━━━ Recorded data

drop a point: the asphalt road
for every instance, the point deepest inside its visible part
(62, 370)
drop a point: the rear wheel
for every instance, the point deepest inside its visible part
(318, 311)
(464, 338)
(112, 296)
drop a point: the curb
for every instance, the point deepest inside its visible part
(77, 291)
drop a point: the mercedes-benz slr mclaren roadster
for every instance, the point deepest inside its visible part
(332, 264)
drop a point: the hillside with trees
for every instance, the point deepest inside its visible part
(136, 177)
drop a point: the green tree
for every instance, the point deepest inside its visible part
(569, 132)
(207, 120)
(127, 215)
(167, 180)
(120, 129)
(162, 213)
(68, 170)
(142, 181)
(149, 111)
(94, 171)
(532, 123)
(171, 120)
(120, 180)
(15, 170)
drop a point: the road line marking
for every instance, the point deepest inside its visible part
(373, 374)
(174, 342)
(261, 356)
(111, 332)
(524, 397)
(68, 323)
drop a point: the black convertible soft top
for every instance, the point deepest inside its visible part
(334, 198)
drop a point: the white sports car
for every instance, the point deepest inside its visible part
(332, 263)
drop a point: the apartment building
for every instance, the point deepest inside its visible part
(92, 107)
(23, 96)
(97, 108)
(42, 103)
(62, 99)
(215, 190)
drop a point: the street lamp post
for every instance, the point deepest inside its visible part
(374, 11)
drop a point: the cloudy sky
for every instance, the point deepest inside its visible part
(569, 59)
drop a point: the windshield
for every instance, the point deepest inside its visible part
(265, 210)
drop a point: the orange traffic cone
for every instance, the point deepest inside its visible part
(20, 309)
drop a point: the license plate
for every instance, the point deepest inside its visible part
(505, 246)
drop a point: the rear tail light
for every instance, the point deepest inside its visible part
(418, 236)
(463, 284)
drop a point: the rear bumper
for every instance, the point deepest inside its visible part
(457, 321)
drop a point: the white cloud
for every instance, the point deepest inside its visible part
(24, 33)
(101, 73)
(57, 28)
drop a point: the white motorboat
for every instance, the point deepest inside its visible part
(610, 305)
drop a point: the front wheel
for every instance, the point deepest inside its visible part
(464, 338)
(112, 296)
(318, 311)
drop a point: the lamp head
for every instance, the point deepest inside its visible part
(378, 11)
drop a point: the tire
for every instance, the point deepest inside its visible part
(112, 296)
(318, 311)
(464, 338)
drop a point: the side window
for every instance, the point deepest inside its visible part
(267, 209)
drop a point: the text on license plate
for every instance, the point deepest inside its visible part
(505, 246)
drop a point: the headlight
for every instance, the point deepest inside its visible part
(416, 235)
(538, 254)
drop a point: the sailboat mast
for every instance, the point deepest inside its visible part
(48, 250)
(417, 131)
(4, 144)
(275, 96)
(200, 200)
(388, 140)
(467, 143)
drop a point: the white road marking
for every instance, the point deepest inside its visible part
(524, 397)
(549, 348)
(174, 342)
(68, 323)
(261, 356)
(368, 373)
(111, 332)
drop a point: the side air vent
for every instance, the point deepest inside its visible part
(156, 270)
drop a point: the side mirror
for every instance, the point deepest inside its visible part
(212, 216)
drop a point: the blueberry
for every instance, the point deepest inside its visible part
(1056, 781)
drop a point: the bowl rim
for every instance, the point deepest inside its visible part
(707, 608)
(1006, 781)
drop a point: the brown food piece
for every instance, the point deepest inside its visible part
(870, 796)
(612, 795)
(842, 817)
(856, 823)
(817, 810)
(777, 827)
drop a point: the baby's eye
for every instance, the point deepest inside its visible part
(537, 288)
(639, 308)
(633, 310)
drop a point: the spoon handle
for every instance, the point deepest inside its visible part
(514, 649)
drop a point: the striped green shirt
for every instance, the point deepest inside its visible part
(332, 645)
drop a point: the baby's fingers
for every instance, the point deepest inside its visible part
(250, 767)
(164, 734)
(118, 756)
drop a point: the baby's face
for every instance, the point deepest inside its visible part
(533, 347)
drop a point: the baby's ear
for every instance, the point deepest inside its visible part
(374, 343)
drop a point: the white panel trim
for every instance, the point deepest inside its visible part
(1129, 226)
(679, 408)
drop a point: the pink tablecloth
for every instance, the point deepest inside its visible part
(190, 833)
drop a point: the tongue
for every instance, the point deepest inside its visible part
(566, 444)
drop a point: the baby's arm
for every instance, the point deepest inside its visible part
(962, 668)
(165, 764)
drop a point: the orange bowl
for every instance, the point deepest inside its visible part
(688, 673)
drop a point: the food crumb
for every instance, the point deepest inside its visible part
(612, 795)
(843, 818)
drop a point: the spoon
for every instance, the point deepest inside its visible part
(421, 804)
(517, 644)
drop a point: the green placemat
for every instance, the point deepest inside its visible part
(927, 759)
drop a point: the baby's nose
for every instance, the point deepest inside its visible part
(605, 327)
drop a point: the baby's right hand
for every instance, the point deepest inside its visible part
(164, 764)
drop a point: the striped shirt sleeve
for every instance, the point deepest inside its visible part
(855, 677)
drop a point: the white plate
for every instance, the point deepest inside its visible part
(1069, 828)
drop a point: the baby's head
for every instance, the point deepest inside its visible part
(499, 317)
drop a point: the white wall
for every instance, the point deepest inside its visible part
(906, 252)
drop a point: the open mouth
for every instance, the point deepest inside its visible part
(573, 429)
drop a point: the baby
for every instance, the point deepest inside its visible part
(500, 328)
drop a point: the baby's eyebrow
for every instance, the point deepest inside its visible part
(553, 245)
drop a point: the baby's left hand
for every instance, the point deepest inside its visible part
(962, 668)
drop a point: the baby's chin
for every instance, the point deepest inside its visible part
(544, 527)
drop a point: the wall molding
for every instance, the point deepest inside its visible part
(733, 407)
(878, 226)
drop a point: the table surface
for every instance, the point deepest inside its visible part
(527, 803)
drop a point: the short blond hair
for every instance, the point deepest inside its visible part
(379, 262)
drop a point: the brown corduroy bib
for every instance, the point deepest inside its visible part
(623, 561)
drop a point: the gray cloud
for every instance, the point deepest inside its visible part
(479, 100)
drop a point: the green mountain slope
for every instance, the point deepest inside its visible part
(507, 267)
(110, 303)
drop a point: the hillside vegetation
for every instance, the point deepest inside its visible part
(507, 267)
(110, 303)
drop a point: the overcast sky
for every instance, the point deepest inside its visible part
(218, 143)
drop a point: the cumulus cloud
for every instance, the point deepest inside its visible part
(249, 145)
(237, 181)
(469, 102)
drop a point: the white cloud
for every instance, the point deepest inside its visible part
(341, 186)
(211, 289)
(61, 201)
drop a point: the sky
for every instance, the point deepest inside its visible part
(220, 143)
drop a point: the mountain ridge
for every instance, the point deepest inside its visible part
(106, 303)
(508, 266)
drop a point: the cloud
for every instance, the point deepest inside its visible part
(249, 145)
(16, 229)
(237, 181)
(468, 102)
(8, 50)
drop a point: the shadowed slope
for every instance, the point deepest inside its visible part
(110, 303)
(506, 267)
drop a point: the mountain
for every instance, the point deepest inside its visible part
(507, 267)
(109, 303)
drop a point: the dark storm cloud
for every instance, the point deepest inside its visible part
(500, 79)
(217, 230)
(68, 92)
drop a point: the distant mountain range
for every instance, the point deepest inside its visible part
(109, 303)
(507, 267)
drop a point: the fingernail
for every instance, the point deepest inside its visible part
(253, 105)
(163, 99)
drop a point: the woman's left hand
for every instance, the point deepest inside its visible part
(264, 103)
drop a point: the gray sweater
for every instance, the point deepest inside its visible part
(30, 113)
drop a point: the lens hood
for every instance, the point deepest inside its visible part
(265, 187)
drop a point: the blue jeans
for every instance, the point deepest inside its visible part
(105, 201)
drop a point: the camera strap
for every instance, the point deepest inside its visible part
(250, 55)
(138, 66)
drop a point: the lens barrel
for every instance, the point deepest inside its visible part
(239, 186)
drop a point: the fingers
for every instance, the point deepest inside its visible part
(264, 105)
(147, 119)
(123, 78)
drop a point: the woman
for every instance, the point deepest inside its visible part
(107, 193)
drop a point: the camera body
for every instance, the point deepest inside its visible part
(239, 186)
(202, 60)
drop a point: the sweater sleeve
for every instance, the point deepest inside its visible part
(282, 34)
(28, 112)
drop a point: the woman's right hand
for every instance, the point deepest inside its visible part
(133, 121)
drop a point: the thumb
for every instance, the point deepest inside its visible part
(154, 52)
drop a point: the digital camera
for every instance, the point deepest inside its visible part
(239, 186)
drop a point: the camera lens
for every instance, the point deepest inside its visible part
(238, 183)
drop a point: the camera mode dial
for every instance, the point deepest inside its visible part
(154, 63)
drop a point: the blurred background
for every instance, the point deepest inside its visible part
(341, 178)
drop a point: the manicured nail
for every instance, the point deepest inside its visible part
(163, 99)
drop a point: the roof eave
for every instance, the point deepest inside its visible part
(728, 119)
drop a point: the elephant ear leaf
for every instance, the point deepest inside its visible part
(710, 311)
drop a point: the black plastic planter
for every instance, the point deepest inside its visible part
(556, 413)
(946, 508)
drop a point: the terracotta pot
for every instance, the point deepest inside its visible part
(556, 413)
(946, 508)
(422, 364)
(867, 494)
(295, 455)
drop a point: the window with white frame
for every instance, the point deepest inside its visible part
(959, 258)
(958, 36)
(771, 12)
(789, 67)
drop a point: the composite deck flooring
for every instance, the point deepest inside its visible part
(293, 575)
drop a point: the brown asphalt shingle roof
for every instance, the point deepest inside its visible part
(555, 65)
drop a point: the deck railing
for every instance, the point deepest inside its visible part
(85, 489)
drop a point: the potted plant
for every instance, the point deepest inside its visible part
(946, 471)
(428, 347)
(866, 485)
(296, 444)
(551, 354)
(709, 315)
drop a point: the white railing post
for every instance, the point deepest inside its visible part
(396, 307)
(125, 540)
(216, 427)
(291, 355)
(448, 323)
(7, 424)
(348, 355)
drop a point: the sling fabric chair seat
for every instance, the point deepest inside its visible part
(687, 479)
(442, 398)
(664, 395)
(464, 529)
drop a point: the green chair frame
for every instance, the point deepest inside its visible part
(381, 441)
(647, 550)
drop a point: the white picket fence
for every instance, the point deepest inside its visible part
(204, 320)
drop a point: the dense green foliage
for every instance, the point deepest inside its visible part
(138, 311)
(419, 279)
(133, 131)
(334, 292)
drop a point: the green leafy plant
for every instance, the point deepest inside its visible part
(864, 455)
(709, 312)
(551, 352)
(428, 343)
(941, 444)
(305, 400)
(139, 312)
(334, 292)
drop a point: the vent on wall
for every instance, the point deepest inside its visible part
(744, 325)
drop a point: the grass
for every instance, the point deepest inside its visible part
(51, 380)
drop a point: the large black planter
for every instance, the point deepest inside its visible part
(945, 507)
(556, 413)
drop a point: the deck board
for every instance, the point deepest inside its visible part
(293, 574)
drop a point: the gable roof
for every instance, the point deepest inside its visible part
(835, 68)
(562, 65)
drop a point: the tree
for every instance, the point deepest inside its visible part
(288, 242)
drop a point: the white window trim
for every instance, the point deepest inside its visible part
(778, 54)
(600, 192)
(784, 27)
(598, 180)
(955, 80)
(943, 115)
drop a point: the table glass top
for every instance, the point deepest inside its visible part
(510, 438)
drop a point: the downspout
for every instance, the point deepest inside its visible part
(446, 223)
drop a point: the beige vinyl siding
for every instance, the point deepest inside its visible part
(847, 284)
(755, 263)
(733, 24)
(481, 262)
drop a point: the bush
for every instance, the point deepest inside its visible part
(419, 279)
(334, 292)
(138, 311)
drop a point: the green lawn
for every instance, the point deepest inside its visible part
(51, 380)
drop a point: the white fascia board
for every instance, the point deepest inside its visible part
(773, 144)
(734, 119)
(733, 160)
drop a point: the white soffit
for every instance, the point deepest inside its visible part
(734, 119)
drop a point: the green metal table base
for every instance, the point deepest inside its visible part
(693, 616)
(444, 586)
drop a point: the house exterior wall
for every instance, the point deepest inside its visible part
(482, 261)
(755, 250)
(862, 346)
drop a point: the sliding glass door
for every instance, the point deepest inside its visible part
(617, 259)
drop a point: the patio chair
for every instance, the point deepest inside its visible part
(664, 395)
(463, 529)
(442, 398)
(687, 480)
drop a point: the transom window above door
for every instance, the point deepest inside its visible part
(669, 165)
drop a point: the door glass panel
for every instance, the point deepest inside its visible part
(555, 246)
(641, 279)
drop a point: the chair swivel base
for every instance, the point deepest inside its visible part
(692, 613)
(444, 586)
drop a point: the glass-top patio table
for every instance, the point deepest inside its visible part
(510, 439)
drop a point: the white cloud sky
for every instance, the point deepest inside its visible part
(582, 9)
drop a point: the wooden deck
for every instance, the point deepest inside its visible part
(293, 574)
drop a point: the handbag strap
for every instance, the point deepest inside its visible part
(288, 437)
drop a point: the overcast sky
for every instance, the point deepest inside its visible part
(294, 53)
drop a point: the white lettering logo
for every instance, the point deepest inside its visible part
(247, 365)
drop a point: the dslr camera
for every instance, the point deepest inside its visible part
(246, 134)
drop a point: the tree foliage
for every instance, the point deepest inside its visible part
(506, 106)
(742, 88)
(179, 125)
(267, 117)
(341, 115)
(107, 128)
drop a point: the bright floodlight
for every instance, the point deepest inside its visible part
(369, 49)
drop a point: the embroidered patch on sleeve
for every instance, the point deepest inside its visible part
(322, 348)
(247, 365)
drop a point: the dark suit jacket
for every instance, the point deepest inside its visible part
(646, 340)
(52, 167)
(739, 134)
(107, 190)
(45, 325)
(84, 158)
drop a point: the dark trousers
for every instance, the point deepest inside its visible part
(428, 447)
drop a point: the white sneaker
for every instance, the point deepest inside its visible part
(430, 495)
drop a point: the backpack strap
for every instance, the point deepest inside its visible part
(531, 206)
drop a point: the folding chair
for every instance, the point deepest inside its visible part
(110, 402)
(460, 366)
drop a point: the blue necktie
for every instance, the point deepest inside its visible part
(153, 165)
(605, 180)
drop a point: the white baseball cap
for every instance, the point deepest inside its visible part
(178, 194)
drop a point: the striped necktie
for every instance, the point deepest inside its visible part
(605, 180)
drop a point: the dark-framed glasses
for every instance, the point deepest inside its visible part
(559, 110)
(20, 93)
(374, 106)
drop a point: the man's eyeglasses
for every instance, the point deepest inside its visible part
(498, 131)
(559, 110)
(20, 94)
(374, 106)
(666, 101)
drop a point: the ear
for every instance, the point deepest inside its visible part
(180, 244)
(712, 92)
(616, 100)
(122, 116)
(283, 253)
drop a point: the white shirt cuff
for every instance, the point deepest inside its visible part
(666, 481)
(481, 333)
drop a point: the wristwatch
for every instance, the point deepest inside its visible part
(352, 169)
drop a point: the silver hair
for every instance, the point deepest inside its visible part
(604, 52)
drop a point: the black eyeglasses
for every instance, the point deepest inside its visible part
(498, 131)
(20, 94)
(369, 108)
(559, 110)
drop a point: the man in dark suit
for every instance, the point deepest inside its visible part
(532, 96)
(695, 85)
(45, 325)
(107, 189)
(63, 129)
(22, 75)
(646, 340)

━━━━━━

Task statement. Print exactly the lines above, starting at the line that contains "drop a point: the folding chair" and ending with the last line of the records, both included.

Response to this task.
drop a point: the folding chair
for every instance, the point deepest inside its visible part
(110, 402)
(460, 366)
drop a point: the blue necktie
for every instance, the point deepest inside its visible part
(153, 165)
(605, 180)
drop a point: the white baseball cap
for every instance, the point deepest inside its visible part
(178, 194)
drop a point: the striped necktie
for every instance, the point deepest inside its visible part
(605, 180)
drop a point: the dark-framed glasses
for every instance, the point deepest inside its visible part
(559, 110)
(20, 93)
(374, 106)
drop a point: the man's eyeglasses
for every instance, the point deepest inside its visible part
(498, 131)
(559, 110)
(20, 94)
(374, 106)
(666, 101)
drop a point: the ear
for every instance, the point deepest inside its visible part
(180, 244)
(712, 92)
(616, 100)
(122, 116)
(283, 253)
drop a point: the white shirt cuff
for every instance, the point deepest inside its visible part
(666, 481)
(481, 333)
drop a point: the wristwatch
for every instance, the point deepest inside its visible part
(352, 169)
drop a point: the silver hair
for every instance, the point deepest inside its visible part
(604, 52)
drop a point: the black eyeglasses
for every instance, the point deepest inside its visible part
(498, 131)
(20, 94)
(369, 108)
(559, 110)
drop a point: the man in dark suit
for every instance, the point deepest inside its visible part
(532, 96)
(695, 85)
(45, 325)
(107, 189)
(63, 129)
(22, 75)
(646, 340)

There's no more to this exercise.